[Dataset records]

- - - - -

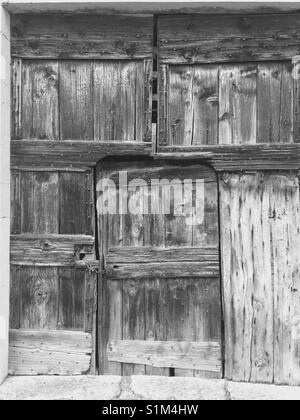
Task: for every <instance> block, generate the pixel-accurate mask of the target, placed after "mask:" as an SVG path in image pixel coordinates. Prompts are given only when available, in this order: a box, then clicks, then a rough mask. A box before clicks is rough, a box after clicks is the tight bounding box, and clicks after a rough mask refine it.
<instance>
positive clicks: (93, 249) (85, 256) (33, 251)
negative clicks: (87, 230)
mask: <svg viewBox="0 0 300 420" xmlns="http://www.w3.org/2000/svg"><path fill="white" fill-rule="evenodd" d="M94 259H95V255H94V238H93V237H92V236H80V235H78V236H77V235H38V234H32V235H24V234H21V235H12V236H11V242H10V262H11V264H14V265H28V266H31V265H43V266H74V265H75V264H76V265H84V264H85V263H86V262H88V261H91V260H94Z"/></svg>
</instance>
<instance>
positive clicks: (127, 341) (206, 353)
mask: <svg viewBox="0 0 300 420" xmlns="http://www.w3.org/2000/svg"><path fill="white" fill-rule="evenodd" d="M108 360H110V361H114V362H121V363H134V364H142V365H150V366H154V367H162V368H178V369H199V370H201V371H208V372H220V371H221V348H220V344H219V343H217V342H201V341H147V340H146V341H143V340H119V341H115V342H109V344H108Z"/></svg>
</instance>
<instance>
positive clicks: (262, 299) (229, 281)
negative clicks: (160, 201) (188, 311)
mask: <svg viewBox="0 0 300 420" xmlns="http://www.w3.org/2000/svg"><path fill="white" fill-rule="evenodd" d="M220 187H221V198H220V202H221V215H220V217H221V227H222V228H221V256H222V276H223V293H224V301H225V313H224V322H225V341H226V342H225V344H226V378H228V379H232V380H237V381H251V382H252V381H253V382H267V383H270V382H273V335H274V330H273V315H274V312H273V280H272V270H271V264H270V261H271V258H272V255H271V248H270V228H269V212H268V210H269V208H268V206H269V200H270V194H269V192H268V184H267V183H265V179H264V175H263V174H260V173H257V174H256V175H236V174H232V175H229V174H228V175H224V176H223V178H222V180H221V183H220Z"/></svg>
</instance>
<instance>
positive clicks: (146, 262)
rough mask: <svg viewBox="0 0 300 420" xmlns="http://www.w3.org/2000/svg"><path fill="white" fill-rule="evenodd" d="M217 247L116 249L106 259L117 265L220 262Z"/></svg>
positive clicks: (153, 247)
mask: <svg viewBox="0 0 300 420" xmlns="http://www.w3.org/2000/svg"><path fill="white" fill-rule="evenodd" d="M218 259H219V250H218V248H217V247H207V248H185V247H182V248H154V247H134V248H132V247H115V248H111V249H110V250H109V252H108V254H107V257H106V263H107V264H117V263H127V264H130V263H136V264H138V263H140V264H147V263H160V262H172V261H173V262H179V261H183V262H199V261H208V260H210V261H218Z"/></svg>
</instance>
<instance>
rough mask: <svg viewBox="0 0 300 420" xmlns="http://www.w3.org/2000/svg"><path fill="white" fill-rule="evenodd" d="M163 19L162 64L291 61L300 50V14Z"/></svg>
mask: <svg viewBox="0 0 300 420" xmlns="http://www.w3.org/2000/svg"><path fill="white" fill-rule="evenodd" d="M267 22H268V23H267V25H266V16H265V15H259V14H253V15H251V14H248V15H244V16H229V15H224V16H216V15H215V14H213V15H211V16H201V15H196V14H192V15H189V16H188V19H187V16H184V15H183V16H179V15H178V16H174V15H169V16H159V18H158V33H159V36H158V43H159V58H160V62H162V63H170V64H181V63H187V64H189V63H217V62H219V63H220V62H251V61H255V62H257V61H271V60H276V61H278V60H291V59H292V57H293V56H296V55H298V54H299V51H300V38H299V35H300V32H299V23H300V14H297V13H293V14H286V15H278V14H270V15H269V16H268V18H267Z"/></svg>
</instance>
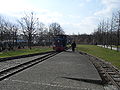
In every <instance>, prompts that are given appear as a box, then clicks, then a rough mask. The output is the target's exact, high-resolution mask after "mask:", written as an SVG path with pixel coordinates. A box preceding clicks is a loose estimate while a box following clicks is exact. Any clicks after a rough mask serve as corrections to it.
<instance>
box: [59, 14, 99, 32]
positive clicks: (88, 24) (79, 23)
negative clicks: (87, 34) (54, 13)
mask: <svg viewBox="0 0 120 90" xmlns="http://www.w3.org/2000/svg"><path fill="white" fill-rule="evenodd" d="M97 21H98V18H97V17H94V16H89V17H85V18H84V19H82V20H81V21H80V22H79V23H72V22H63V23H61V25H62V26H63V27H64V28H65V31H66V32H69V33H71V34H72V33H74V34H78V33H80V34H83V33H87V34H91V32H93V31H94V29H95V28H96V26H97V23H96V22H97ZM69 27H70V28H69ZM69 33H67V34H69Z"/></svg>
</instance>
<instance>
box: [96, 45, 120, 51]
mask: <svg viewBox="0 0 120 90" xmlns="http://www.w3.org/2000/svg"><path fill="white" fill-rule="evenodd" d="M97 46H100V47H104V46H103V45H97ZM104 48H108V49H111V47H110V46H108V47H107V46H105V47H104ZM112 50H116V51H117V48H115V47H112ZM118 50H119V51H120V48H119V49H118Z"/></svg>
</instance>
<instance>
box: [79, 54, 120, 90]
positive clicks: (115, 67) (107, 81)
mask: <svg viewBox="0 0 120 90" xmlns="http://www.w3.org/2000/svg"><path fill="white" fill-rule="evenodd" d="M80 53H81V54H84V55H87V56H88V57H89V59H90V61H91V62H92V63H93V65H94V66H95V67H96V69H97V70H98V72H99V74H100V76H101V78H102V80H103V84H104V85H105V84H107V85H112V86H113V87H114V89H112V90H120V72H119V70H118V69H117V68H116V67H114V66H113V65H112V64H111V63H108V62H105V61H104V60H101V59H99V58H97V57H94V56H92V55H89V54H86V53H83V52H80Z"/></svg>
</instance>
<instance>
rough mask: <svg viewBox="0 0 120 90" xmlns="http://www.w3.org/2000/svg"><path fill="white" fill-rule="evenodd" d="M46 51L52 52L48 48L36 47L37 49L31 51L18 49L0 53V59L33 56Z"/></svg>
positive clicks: (35, 48)
mask: <svg viewBox="0 0 120 90" xmlns="http://www.w3.org/2000/svg"><path fill="white" fill-rule="evenodd" d="M47 51H52V48H48V47H40V48H38V47H37V48H32V49H31V50H30V49H19V50H16V51H7V52H0V58H3V57H12V56H20V55H27V54H33V53H41V52H47Z"/></svg>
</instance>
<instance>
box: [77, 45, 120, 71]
mask: <svg viewBox="0 0 120 90" xmlns="http://www.w3.org/2000/svg"><path fill="white" fill-rule="evenodd" d="M77 49H78V50H79V51H83V52H86V53H88V54H91V55H94V56H96V57H99V58H101V59H103V60H106V61H108V62H111V63H112V64H113V65H114V66H116V67H118V68H119V69H120V52H117V51H115V50H110V49H106V48H102V47H99V46H95V45H78V46H77Z"/></svg>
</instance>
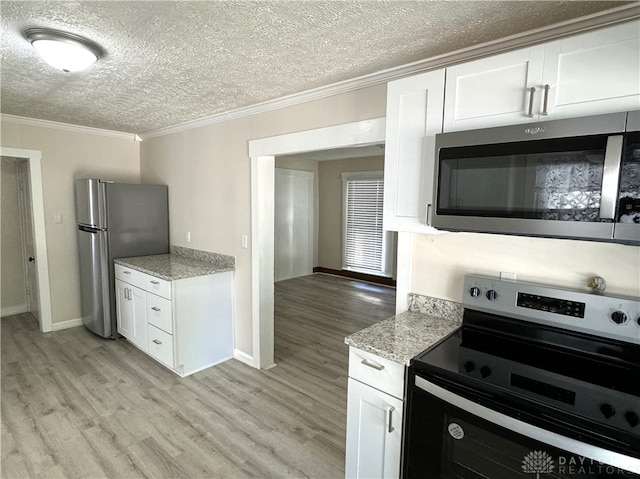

- - - - -

- Brief -
Can you recast all of the material above as a numbered list, one line per item, with blank lines dropped and the pictures left out?

- Written solution -
1. Task: for every <instance> block, generate the pixel-accurate mask of the target, placed after "mask:" as an SVG path in image pixel coordinates. Prompts are given only when available, in this order: a box, then clicks, then a rough mask. A box before clicks is rough, a box after clicks is the tight bounding box, and clicks after a rough mask refine it.
2. <instance>
3. positive clicks: (93, 249) (85, 256) (33, 251)
4. negative clicks: (87, 230)
5. mask: <svg viewBox="0 0 300 420" xmlns="http://www.w3.org/2000/svg"><path fill="white" fill-rule="evenodd" d="M94 259H95V255H94V238H93V237H92V236H80V235H78V236H77V235H38V234H32V235H24V234H21V235H12V236H11V242H10V262H11V264H14V265H28V266H31V265H43V266H74V265H75V264H76V265H84V264H85V263H86V262H88V261H91V260H94Z"/></svg>
6. </instance>
7. <instance>
8. positive clicks: (127, 341) (206, 353)
9. mask: <svg viewBox="0 0 300 420" xmlns="http://www.w3.org/2000/svg"><path fill="white" fill-rule="evenodd" d="M108 360H110V361H114V362H121V363H134V364H142V365H150V366H154V367H162V368H178V369H199V370H201V371H208V372H220V371H221V348H220V344H219V343H217V342H201V341H147V340H146V341H143V340H119V341H115V342H109V344H108Z"/></svg>
10. </instance>
11. <instance>
12. positive clicks: (262, 299) (229, 281)
13. negative clicks: (160, 201) (188, 311)
14. mask: <svg viewBox="0 0 300 420" xmlns="http://www.w3.org/2000/svg"><path fill="white" fill-rule="evenodd" d="M220 187H221V198H220V202H221V215H220V217H221V227H222V228H221V256H222V276H223V293H224V301H225V313H224V322H225V341H226V342H225V344H226V378H228V379H232V380H237V381H251V382H252V381H253V382H267V383H270V382H273V335H274V330H273V315H274V312H273V280H272V270H271V264H270V261H271V258H272V255H271V248H270V228H269V212H268V210H269V208H268V206H269V200H270V194H269V192H268V184H267V183H265V179H264V175H263V174H260V173H257V174H256V175H236V174H232V175H229V174H228V175H224V176H223V178H222V180H221V183H220Z"/></svg>
15. </instance>
16. <instance>
17. positive clicks: (146, 262)
18. rough mask: <svg viewBox="0 0 300 420" xmlns="http://www.w3.org/2000/svg"><path fill="white" fill-rule="evenodd" d="M217 247L116 249L106 259L117 265L220 262Z"/></svg>
19. positive clicks: (153, 247)
20. mask: <svg viewBox="0 0 300 420" xmlns="http://www.w3.org/2000/svg"><path fill="white" fill-rule="evenodd" d="M218 259H219V250H218V248H217V247H207V248H185V247H182V248H154V247H134V248H132V247H115V248H111V249H110V250H109V252H108V254H107V257H106V263H107V264H117V263H127V264H130V263H136V264H138V263H140V264H147V263H160V262H172V261H173V262H179V261H183V262H199V261H208V260H210V261H218Z"/></svg>
21. </instance>
22. <instance>
23. rough mask: <svg viewBox="0 0 300 420" xmlns="http://www.w3.org/2000/svg"><path fill="white" fill-rule="evenodd" d="M163 19L162 64L291 61L300 50V14Z"/></svg>
24. mask: <svg viewBox="0 0 300 420" xmlns="http://www.w3.org/2000/svg"><path fill="white" fill-rule="evenodd" d="M267 22H268V23H267V25H266V16H265V15H259V14H253V15H251V14H248V15H244V16H229V15H224V16H216V15H215V14H213V15H211V16H201V15H196V14H192V15H189V16H188V19H187V16H184V15H183V16H179V15H178V16H174V15H169V16H159V18H158V33H159V36H158V43H159V58H160V62H162V63H170V64H181V63H187V64H189V63H217V62H219V63H220V62H251V61H255V62H257V61H271V60H276V61H278V60H291V59H292V57H293V56H296V55H298V54H299V51H300V38H299V35H300V32H299V23H300V14H297V13H293V14H286V15H278V14H270V15H269V16H268V18H267Z"/></svg>
25. </instance>
26. In every <instance>, prompts that are given appear as a box, then clicks, then a rough mask. The output is the target's exact, high-resolution mask after "mask:", written as an SVG path with pixel coordinates. A box preceding clicks is a loose estimate while a box following clicks is exact. Any clicks after a rough mask serve as corrections to it.
27. <instance>
28. box: [59, 14, 99, 32]
29. positive clicks: (88, 24) (79, 23)
30. negative clicks: (87, 34) (54, 13)
31. mask: <svg viewBox="0 0 120 90" xmlns="http://www.w3.org/2000/svg"><path fill="white" fill-rule="evenodd" d="M97 21H98V18H97V17H94V16H89V17H85V18H84V19H82V20H81V21H80V22H79V23H72V22H63V23H61V25H62V26H63V27H64V28H65V31H66V32H69V33H71V34H72V33H74V34H78V33H80V34H83V33H87V34H91V32H93V31H94V29H95V28H96V26H97V23H96V22H97ZM69 27H70V28H69ZM69 33H67V34H69Z"/></svg>
32. </instance>
33. <instance>
34. box: [96, 45, 120, 51]
35. mask: <svg viewBox="0 0 120 90" xmlns="http://www.w3.org/2000/svg"><path fill="white" fill-rule="evenodd" d="M97 46H100V47H104V46H103V45H97ZM104 48H108V49H111V47H110V46H108V47H107V46H105V47H104ZM112 50H116V51H117V48H115V47H112ZM118 50H119V51H120V48H119V49H118Z"/></svg>
36. </instance>
37. <instance>
38. box: [79, 54, 120, 90]
39. positive clicks: (115, 67) (107, 81)
40. mask: <svg viewBox="0 0 120 90" xmlns="http://www.w3.org/2000/svg"><path fill="white" fill-rule="evenodd" d="M80 53H81V54H84V55H87V56H88V57H89V59H90V61H91V62H92V63H93V65H94V66H95V67H96V69H97V70H98V72H99V74H100V76H101V78H102V80H103V84H104V85H105V84H107V85H112V86H113V87H114V89H112V90H120V72H119V70H118V69H117V68H116V67H114V66H113V65H112V64H111V63H108V62H105V61H104V60H101V59H99V58H97V57H94V56H92V55H89V54H86V53H83V52H80Z"/></svg>
41. </instance>
42. <instance>
43. rough mask: <svg viewBox="0 0 120 90" xmlns="http://www.w3.org/2000/svg"><path fill="white" fill-rule="evenodd" d="M46 51L52 52L48 48L36 47L37 49L31 51L18 49L0 53V59L33 56Z"/></svg>
44. positive clicks: (35, 48)
45. mask: <svg viewBox="0 0 120 90" xmlns="http://www.w3.org/2000/svg"><path fill="white" fill-rule="evenodd" d="M47 51H52V48H48V47H40V48H38V47H37V48H32V49H31V50H30V49H19V50H16V51H7V52H0V58H3V57H12V56H20V55H27V54H33V53H41V52H47Z"/></svg>
46. </instance>
47. <instance>
48. box: [77, 45, 120, 71]
49. mask: <svg viewBox="0 0 120 90" xmlns="http://www.w3.org/2000/svg"><path fill="white" fill-rule="evenodd" d="M77 49H78V50H79V51H83V52H86V53H88V54H91V55H94V56H96V57H99V58H101V59H103V60H106V61H108V62H111V63H112V64H113V65H114V66H116V67H118V68H119V69H120V52H117V51H115V50H110V49H106V48H102V47H99V46H95V45H78V46H77Z"/></svg>
50. </instance>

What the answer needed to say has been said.